§ EXERCISE DIRECTIONS
Copy out the lines between the one holding "Report one point per instance of the black painted" and the one holding "[(399, 349)]", inclusive, shifting every point coordinate by adding 100 to it. Leave all other text unchanged.

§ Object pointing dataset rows
** START **

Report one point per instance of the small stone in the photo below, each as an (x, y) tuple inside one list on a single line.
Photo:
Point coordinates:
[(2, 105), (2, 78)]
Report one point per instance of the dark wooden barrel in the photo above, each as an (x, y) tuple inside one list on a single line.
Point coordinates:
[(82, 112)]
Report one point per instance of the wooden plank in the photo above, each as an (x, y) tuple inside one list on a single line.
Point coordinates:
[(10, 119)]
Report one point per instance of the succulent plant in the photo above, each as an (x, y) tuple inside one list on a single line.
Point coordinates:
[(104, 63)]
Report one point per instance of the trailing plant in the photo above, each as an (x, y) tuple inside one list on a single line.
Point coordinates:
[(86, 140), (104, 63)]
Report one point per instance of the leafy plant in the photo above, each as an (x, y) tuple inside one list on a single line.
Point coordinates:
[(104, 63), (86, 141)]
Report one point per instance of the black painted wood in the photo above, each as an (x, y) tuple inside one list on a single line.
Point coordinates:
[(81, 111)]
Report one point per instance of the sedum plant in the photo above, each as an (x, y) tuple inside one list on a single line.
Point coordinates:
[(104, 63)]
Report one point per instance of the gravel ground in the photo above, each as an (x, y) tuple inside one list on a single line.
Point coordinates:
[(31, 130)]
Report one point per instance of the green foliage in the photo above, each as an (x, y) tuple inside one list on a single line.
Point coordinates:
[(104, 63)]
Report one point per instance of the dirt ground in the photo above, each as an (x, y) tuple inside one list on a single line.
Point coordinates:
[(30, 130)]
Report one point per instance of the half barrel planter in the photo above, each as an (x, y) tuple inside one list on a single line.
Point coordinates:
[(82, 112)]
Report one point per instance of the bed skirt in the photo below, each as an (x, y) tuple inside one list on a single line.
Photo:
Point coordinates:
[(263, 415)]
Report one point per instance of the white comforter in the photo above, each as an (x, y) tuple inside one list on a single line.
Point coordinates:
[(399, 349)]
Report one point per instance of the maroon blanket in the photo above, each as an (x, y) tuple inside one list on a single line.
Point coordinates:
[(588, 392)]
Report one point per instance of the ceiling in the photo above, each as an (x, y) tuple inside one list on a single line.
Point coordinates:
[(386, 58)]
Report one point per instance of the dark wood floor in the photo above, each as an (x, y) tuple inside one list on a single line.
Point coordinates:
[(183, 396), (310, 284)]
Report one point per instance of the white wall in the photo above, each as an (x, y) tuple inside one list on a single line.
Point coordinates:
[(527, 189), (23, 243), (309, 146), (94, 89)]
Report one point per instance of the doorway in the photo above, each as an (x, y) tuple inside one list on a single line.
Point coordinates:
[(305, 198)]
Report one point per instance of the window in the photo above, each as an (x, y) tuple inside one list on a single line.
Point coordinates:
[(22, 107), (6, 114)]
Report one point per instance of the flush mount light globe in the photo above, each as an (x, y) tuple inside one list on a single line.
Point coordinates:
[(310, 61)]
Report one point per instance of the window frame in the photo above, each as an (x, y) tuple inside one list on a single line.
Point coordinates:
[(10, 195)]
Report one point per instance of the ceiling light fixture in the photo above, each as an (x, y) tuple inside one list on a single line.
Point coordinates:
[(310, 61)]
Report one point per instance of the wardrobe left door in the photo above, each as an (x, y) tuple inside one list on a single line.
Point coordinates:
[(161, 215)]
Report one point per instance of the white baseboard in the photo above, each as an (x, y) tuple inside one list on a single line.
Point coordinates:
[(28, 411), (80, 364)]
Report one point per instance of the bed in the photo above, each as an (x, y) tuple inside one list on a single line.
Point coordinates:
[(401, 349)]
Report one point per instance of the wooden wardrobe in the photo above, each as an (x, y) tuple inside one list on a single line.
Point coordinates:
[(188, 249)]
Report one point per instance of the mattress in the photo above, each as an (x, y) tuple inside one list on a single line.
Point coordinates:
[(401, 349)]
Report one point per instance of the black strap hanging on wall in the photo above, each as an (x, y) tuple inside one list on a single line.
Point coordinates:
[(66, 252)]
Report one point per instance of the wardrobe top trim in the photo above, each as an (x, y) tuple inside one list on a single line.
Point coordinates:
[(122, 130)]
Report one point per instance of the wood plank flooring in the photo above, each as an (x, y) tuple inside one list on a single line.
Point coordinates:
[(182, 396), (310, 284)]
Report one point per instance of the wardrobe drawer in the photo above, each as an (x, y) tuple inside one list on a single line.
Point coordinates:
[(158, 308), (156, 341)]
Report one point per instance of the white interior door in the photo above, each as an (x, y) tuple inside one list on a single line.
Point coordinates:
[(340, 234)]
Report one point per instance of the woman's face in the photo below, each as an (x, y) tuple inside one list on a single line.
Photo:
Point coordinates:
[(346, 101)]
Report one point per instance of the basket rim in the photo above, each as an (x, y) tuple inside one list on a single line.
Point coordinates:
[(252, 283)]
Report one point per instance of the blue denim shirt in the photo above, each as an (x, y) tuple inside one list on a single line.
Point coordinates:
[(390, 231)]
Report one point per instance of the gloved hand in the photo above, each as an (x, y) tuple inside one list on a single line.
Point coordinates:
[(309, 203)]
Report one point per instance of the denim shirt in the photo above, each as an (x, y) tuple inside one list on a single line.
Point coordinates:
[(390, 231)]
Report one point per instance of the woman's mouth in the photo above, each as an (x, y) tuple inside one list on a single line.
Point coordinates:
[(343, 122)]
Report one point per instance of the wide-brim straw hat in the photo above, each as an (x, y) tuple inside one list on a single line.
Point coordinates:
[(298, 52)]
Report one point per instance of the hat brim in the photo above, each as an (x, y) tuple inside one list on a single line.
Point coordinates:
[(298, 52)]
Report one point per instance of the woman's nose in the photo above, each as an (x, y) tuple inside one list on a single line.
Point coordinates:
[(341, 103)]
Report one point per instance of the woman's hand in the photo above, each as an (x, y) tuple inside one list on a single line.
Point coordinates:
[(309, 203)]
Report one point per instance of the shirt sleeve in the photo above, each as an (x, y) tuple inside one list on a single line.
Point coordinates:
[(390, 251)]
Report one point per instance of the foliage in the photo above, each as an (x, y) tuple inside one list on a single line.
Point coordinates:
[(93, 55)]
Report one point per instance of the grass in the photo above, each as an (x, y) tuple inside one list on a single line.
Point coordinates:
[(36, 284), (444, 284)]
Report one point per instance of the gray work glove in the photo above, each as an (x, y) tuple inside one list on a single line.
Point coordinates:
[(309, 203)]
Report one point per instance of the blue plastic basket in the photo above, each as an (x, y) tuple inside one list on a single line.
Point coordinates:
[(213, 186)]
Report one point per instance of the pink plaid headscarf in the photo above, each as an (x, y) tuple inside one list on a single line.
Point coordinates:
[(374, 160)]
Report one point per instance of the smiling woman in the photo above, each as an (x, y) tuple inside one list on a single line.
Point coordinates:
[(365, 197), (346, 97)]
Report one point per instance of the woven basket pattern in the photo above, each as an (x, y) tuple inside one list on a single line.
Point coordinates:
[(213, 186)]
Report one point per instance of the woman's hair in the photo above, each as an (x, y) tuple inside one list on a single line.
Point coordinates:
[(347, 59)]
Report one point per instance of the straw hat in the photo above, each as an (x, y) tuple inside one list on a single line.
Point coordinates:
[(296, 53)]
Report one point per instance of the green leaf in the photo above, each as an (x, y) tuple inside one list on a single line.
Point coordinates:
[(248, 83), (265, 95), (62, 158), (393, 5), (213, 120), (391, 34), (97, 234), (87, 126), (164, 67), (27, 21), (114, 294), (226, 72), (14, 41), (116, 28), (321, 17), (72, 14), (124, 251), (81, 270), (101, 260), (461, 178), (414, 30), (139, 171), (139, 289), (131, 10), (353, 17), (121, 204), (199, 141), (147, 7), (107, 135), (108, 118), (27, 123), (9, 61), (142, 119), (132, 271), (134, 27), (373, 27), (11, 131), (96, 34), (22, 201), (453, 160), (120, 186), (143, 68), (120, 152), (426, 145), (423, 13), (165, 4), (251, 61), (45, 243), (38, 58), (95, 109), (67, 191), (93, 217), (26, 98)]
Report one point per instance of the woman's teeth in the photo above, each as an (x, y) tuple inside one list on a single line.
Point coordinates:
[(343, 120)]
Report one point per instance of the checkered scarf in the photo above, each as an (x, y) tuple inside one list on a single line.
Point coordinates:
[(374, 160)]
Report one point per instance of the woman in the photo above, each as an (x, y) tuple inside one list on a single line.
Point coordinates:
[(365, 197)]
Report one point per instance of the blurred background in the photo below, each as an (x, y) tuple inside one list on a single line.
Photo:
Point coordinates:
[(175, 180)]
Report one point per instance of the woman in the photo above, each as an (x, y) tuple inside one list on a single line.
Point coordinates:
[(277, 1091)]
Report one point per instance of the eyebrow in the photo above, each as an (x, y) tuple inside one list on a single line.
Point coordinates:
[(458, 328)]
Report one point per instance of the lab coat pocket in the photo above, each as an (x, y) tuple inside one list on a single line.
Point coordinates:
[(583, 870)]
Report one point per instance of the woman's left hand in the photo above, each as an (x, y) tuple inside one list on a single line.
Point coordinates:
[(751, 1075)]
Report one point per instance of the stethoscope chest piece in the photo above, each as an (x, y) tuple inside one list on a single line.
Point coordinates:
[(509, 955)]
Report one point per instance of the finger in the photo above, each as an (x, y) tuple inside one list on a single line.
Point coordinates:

** END **

§ FULL ANSWER
Report one point per instance of the black painted wood in the photo above, each as an (x, y) tuple inside one list on a single line.
Point coordinates:
[(181, 211)]
Report one point per instance of the sedum plant in the photo above, each as an (x, y) tuple inside one list on a single line.
Point coordinates:
[(204, 163)]
Report one point per instance of the gravel ground in the photo above, each as an (x, y) tuple inside one list on a single line.
Point coordinates:
[(131, 230)]
Report one point per instance of the green foliage in the photo above, each as an (x, y) tuple inside one list on a single line.
Point coordinates:
[(204, 163)]
Report one point per instance of the dirt ground in the photo above, each as an (x, y) tuple inside one list on a single line.
Point coordinates:
[(130, 230)]
Report one point per instance of the half barrel planter in the photo above, each as an (x, y) tuple inside one list on a single line.
Point coordinates:
[(182, 212)]
Report one point per instance of the bed skirt in the photo below, each as an (x, y) tuple inside one list on a single line.
Photo:
Point coordinates:
[(363, 515)]
Report one point per instance of the white comforter in the photo above, each as an (x, y) tuple inside one list on a single line.
Point coordinates:
[(499, 449)]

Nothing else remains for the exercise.